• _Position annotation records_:
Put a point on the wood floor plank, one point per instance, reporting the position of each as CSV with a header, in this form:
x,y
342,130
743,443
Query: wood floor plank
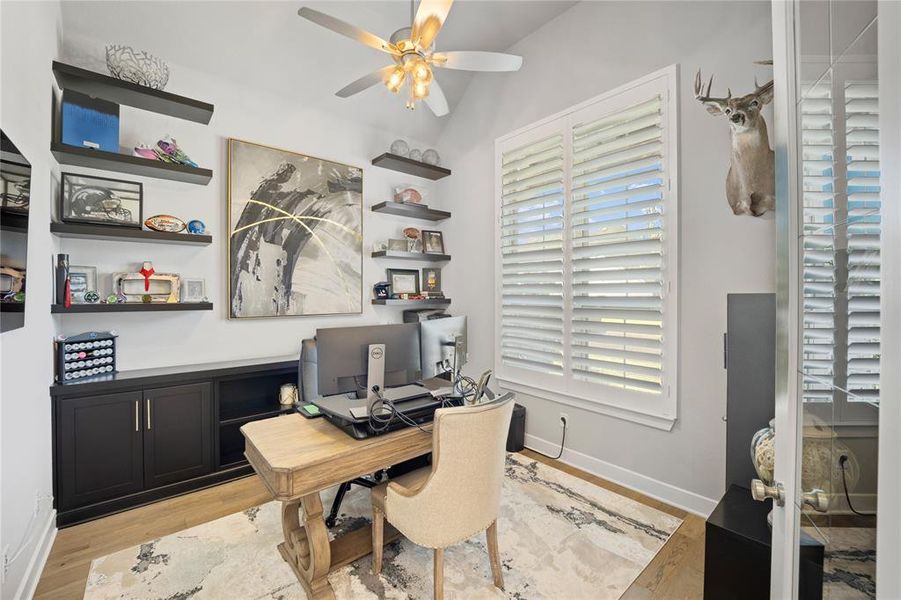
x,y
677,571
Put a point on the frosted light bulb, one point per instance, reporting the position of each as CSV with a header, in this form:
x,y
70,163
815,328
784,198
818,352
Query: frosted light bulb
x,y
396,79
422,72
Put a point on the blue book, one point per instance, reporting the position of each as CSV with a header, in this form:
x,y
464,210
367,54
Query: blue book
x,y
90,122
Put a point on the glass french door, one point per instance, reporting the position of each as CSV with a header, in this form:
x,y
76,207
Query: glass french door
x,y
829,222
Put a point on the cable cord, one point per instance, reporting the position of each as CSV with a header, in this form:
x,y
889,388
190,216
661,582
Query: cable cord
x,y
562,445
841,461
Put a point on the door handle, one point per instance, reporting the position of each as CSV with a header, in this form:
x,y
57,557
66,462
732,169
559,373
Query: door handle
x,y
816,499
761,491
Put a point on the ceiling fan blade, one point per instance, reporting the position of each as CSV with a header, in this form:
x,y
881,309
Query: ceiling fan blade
---
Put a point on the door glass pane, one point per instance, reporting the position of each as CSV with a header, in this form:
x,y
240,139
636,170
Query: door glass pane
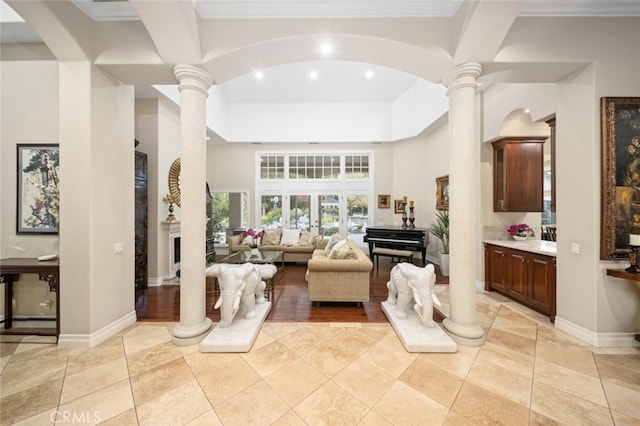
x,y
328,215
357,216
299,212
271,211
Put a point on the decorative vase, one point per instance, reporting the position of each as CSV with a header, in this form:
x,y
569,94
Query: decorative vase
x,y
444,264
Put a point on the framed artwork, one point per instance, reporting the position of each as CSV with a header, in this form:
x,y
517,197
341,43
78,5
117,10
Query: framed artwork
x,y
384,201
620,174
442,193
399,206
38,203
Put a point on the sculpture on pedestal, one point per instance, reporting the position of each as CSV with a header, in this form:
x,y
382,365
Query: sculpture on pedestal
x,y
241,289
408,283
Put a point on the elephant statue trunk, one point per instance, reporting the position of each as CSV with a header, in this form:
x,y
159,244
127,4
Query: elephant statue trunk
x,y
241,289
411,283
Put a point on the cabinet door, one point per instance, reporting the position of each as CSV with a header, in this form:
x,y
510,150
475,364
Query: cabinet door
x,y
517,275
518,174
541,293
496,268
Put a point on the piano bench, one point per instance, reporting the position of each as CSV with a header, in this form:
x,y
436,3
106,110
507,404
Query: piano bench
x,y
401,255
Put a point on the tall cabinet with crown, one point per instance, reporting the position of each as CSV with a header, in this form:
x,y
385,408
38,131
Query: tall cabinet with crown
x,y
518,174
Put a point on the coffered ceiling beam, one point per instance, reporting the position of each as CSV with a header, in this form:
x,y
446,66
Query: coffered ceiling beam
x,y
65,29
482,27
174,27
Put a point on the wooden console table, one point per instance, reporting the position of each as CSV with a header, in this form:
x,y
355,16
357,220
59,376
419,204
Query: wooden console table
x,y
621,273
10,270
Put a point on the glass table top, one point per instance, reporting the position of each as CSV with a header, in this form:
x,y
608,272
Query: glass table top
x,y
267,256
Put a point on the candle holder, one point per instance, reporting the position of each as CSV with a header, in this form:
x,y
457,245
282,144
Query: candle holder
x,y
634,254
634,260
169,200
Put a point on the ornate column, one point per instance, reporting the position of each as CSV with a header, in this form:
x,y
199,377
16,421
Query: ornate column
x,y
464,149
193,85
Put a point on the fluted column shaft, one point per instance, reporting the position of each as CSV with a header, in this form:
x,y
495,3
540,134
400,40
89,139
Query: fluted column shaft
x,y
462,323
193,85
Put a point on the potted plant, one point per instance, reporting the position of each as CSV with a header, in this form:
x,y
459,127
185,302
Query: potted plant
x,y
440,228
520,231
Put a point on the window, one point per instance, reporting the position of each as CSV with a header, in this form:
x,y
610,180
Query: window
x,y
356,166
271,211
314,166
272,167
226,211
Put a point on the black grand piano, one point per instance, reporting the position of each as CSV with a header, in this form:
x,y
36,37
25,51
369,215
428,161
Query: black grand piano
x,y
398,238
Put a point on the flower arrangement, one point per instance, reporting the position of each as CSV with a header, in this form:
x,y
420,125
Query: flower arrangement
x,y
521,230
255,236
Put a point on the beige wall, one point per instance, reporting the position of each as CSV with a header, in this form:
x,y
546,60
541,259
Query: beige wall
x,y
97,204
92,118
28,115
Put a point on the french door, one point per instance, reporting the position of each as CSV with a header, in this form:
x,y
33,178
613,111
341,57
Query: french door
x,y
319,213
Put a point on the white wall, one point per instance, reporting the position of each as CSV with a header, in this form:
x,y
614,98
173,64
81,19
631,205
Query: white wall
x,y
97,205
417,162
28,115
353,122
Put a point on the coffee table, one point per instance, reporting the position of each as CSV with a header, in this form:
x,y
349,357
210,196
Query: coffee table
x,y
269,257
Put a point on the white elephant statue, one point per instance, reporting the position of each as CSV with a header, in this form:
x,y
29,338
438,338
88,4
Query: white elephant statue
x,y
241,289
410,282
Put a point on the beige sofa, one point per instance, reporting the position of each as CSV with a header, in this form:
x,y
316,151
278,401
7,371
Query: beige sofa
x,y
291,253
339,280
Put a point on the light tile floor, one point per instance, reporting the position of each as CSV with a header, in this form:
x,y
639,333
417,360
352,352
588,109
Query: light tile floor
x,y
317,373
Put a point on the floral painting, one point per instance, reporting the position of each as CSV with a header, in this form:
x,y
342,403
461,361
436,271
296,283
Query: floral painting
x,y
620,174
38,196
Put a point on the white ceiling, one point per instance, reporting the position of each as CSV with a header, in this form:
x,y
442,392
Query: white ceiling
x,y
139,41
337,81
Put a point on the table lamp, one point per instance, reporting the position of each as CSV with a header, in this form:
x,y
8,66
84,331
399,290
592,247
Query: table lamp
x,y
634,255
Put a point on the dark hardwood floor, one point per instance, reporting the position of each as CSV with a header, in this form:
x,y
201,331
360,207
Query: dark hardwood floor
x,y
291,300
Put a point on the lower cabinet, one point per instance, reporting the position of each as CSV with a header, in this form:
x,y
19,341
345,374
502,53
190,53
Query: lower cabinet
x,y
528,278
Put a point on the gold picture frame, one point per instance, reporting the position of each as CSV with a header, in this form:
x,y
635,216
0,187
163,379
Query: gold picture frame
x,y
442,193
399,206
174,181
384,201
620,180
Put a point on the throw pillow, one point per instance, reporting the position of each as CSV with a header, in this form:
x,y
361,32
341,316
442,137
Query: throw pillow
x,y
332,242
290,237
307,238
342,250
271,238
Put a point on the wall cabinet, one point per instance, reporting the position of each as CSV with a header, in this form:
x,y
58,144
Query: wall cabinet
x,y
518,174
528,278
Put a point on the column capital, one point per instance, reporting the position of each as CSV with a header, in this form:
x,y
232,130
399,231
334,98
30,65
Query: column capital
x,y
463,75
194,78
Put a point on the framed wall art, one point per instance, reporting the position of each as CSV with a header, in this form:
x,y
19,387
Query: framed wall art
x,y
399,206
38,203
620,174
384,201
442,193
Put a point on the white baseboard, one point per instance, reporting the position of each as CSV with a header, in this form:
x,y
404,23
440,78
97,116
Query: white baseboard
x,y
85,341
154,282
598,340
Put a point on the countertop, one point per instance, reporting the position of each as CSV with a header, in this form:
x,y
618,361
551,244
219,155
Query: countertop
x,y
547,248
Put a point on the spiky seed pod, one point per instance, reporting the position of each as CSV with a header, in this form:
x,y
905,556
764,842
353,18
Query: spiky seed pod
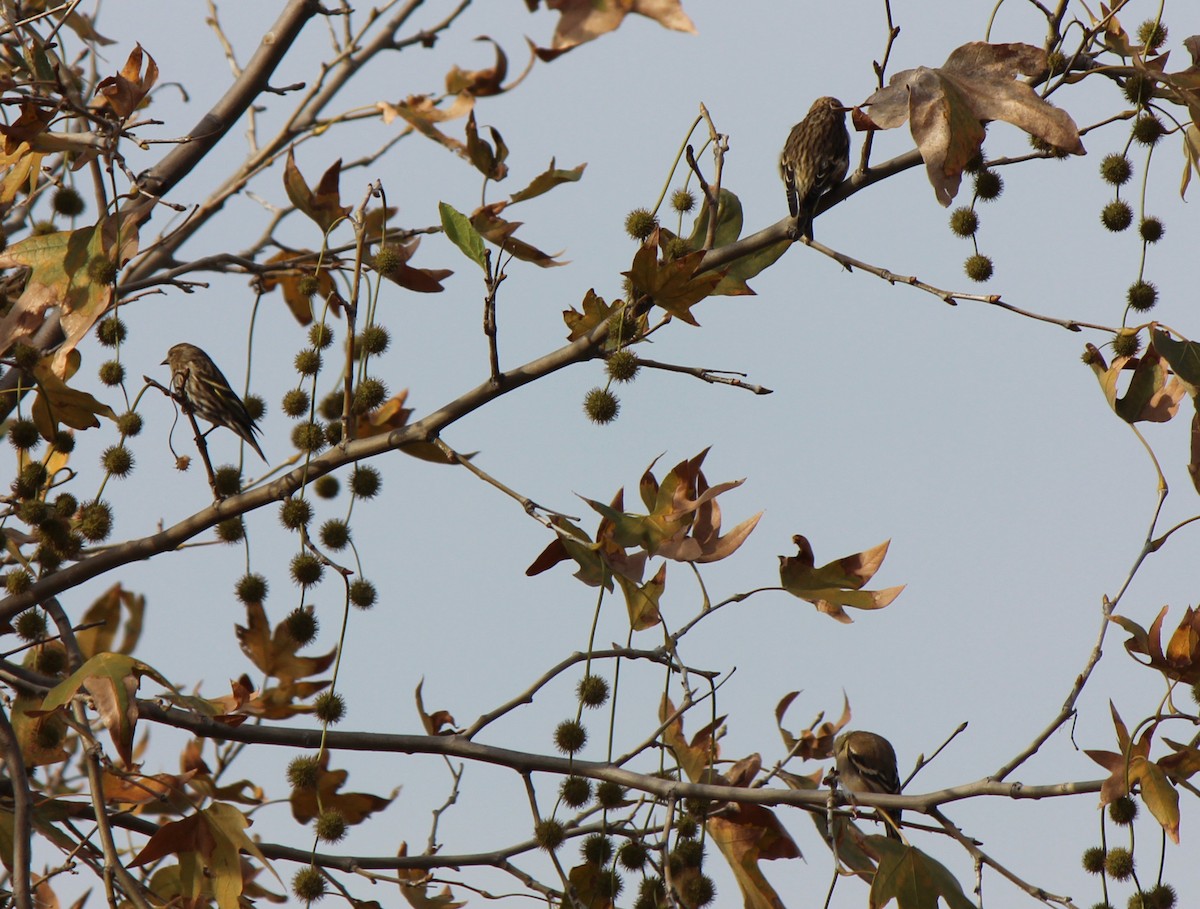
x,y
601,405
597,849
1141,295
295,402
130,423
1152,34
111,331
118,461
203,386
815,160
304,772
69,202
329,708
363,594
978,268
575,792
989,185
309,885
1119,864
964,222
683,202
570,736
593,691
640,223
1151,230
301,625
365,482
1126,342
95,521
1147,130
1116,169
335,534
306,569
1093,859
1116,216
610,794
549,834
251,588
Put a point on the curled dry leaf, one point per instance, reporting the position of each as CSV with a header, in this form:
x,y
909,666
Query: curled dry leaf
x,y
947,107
--
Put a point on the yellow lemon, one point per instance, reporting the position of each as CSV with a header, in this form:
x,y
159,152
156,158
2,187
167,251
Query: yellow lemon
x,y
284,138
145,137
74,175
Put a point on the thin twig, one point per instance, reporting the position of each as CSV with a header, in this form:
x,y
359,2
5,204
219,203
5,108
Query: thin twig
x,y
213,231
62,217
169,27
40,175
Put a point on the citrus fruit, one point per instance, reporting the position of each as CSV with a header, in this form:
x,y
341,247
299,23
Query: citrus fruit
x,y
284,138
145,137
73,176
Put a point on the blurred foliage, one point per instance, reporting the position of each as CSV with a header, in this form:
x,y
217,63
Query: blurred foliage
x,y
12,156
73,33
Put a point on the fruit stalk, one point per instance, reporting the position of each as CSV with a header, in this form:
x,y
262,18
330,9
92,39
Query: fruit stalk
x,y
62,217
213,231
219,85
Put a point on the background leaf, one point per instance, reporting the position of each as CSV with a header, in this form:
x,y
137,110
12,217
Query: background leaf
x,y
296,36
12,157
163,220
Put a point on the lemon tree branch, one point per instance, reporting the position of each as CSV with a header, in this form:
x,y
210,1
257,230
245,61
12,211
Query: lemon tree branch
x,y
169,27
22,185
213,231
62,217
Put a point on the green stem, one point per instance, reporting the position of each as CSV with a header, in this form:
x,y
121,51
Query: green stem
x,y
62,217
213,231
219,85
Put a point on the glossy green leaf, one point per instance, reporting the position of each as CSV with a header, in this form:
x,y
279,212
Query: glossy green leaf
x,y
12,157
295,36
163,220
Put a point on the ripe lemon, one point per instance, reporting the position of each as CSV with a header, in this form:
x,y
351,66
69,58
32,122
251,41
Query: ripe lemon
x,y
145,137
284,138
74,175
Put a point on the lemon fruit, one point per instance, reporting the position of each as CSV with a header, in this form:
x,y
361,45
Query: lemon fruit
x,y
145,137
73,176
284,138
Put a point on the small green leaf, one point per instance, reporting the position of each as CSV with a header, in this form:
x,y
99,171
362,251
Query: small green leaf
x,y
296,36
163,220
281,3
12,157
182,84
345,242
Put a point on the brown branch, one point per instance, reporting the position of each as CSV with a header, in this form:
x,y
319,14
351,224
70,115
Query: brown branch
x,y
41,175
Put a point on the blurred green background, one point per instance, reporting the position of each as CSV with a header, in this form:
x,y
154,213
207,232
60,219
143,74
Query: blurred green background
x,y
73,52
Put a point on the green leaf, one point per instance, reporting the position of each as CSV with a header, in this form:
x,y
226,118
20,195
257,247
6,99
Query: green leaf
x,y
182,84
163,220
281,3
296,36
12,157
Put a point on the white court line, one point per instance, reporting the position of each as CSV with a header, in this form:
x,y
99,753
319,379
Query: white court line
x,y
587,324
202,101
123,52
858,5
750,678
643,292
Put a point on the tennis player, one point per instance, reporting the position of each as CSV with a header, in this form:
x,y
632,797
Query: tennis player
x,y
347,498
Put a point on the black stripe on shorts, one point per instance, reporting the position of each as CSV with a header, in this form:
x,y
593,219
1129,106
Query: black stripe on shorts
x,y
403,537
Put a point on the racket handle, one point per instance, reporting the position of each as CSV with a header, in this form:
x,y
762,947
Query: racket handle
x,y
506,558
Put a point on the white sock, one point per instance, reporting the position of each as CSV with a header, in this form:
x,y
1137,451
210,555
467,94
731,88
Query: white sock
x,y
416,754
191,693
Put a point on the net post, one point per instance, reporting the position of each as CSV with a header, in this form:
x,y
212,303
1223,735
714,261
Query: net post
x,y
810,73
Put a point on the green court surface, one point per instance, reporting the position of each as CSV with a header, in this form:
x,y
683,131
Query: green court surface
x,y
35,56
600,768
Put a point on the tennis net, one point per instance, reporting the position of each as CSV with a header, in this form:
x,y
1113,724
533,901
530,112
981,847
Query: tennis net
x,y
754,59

• _Exercise directions_: Report every line of the items above that contains the string "tile".

• _Exercise response_:
Put a point on the light tile floor, one point per instance, reporting the position of each as CSV with a header, in this form:
Query: light tile floor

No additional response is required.